§ **Challenge**
Write out every one of the records below word for word, keeping each line unchanged and in its original order.

Start of Provided data

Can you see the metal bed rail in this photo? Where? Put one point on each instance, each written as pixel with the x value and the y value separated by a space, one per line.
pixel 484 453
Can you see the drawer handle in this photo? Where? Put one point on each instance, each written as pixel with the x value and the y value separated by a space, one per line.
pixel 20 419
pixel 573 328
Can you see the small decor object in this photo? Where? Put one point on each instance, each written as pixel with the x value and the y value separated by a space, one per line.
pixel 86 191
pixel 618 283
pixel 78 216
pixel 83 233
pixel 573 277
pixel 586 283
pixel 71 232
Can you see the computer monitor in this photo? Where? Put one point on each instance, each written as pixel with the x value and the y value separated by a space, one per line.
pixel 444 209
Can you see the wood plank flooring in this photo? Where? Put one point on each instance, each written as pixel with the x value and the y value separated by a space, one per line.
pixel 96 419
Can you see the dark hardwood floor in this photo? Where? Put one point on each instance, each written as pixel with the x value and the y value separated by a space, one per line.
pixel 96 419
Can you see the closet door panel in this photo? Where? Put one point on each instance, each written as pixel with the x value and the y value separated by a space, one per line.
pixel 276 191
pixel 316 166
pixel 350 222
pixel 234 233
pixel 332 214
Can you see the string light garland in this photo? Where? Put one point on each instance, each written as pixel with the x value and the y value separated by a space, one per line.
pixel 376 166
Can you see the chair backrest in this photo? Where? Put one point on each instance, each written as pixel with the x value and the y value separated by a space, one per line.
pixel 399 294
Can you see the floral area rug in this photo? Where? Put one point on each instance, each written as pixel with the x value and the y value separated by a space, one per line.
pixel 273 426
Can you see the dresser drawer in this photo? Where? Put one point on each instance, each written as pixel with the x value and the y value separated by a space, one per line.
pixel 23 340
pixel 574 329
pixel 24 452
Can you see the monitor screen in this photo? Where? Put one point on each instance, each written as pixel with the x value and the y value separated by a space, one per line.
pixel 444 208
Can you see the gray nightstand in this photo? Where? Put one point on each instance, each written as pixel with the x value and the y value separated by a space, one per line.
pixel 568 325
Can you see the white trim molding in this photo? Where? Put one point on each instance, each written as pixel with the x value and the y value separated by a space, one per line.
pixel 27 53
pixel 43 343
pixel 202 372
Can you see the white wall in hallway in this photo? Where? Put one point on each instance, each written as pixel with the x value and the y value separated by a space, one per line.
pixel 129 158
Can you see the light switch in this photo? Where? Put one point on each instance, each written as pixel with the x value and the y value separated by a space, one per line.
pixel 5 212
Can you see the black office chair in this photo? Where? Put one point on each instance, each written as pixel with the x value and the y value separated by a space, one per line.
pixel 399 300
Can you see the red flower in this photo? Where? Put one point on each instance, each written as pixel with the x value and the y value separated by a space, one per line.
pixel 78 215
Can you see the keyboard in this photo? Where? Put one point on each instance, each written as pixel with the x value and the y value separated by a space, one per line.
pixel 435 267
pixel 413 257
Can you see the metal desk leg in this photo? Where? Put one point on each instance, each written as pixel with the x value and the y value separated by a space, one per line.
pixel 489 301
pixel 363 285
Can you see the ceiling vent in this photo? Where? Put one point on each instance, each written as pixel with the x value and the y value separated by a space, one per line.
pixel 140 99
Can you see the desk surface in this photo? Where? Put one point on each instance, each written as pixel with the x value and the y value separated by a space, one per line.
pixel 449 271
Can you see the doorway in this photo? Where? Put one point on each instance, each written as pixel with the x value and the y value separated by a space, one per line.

End of Provided data

§ **Complete output**
Can you see the metal bed rail in this photo? Where? Put one point on each instance, each written as pixel with the x value and the y value separated by a space, one per line.
pixel 484 453
Can you see the drawer handle in this photo? Where? Put one point on each instance, each written as pixel with the x value and the y value separated by a space, one per line.
pixel 20 419
pixel 573 328
Can you see the small decor object in this photo? Where? Put one point on each instance, each written as pixel with the x value and the y value separated by a space, one per line.
pixel 86 191
pixel 618 283
pixel 78 216
pixel 83 233
pixel 573 277
pixel 586 283
pixel 71 232
Can you see the computer monitor in this photo? Where? Put one point on each instance, each written as pixel with the x value and the y value separated by a space, one per line.
pixel 444 209
Can you see the wood plank flooring in this photo? Where? Put one point on each instance, each written as pixel with the x value and the y value separated by a space, one per line.
pixel 96 419
Can you see the dark hardwood floor in this photo? Where? Put one point on each instance, each written as pixel with the x value and the y value separated by a space, one per line.
pixel 96 419
Can you see the closet door panel in this photo? Where? Put one point on each instance, each written as pixel with the x value and the y value separated by a space, one per line.
pixel 276 191
pixel 316 166
pixel 350 222
pixel 234 233
pixel 332 214
Can you see the string light garland in this photo? Where? Put one point on each instance, each written as pixel with the x value and the y value separated by a space, one per line.
pixel 376 166
Can you see the chair backrest in this photo? Where? Put one point on each instance, each written as pixel with the x value and the y value separated by a space, one per line.
pixel 399 294
Can you see the floral area rug in this photo? Where? Put one point on each instance, each written as pixel with the x value and the y value separated by a space, one per line.
pixel 273 426
Can you see the dresser drawer in this photo? Where? Put one point on each instance, each written as pixel with the x value and the y value separated by a space, one per line.
pixel 23 340
pixel 574 329
pixel 24 452
Can you see the monitor screen in this photo? Where? Put one point on each instance, each written as pixel with the x value and the y value separated by a space, one per line.
pixel 444 208
Can you see the gray nightstand in this photo? Where? Put one point on each instance, each written as pixel with the x value and the y value separated by a space, one per line.
pixel 568 325
Can you see the white trim molding in this photo? Where? Put one point on each instance, each written as pixel with the x value and the y value separated by a space, one per line.
pixel 27 53
pixel 43 343
pixel 202 372
Can you see the white wall in hallway in this photo? Where? Put one point on each instance, each written as pixel with the x value and the y value separated by a space, one per line.
pixel 129 158
Can you see the light switch in this photo? Where? Put one point on each instance, each written as pixel with the x value and the y value separated by a space, one per line.
pixel 5 212
Can you see the black office chair in this photo? Where? Put one point on each instance, each written as pixel with the x value and the y value separated by a space, one per line.
pixel 399 300
Can you see the red flower in this photo? Where? Put one point on each instance, each written as pixel with the x value and the y value separated by a space, one per line.
pixel 78 215
Can you see the keyboard in this photo? Where? Put one point on each instance, each written as pixel with the x value and the y value separated by a space, one per line.
pixel 435 267
pixel 413 257
Can you see the metal desk leg in this photo? Where? Put one point on each instance, each written as pixel with the x value and the y value separated by a space, one per line.
pixel 489 301
pixel 363 285
Can you see the ceiling vent in this photo? Where? Put one point on each instance, each written as pixel with the x value and the y value separated by a space, one per line.
pixel 140 99
Can you see the desk surface in this photo? Where? Put one point on each instance, each written as pixel with the x value and the y value separated by a space, one per line.
pixel 449 271
Can you see the doorway in this photo? Where? Put one point on each instance, each written as pixel with the x value and the y value separated by a space, one per line.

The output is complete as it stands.